**Written task:** Every line below should be repeated exactly.

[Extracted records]
[start]

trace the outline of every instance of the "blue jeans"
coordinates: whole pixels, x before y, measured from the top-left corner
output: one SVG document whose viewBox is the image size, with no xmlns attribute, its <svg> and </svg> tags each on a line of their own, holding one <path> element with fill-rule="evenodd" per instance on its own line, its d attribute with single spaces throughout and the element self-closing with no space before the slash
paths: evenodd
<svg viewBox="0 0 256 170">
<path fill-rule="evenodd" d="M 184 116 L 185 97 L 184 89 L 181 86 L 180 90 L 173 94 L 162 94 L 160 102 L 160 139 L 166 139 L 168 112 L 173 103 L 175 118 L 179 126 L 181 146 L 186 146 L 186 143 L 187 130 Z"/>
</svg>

[end]

**Response:**
trace the outline of every instance of the "blue jeans"
coordinates: whole pixels, x before y, measured from the top-left corner
output: one SVG document whose viewBox is the image size, with no xmlns attribute, its <svg> and </svg> tags each on a line of their own, holding one <path> element with fill-rule="evenodd" per instance on its own line, its d attribute with single spaces throughout and the element self-closing with no space before the slash
paths: evenodd
<svg viewBox="0 0 256 170">
<path fill-rule="evenodd" d="M 184 116 L 185 97 L 184 89 L 181 86 L 180 90 L 173 94 L 162 94 L 160 102 L 160 139 L 166 139 L 168 112 L 173 103 L 175 118 L 179 126 L 181 146 L 186 146 L 186 143 L 187 130 Z"/>
</svg>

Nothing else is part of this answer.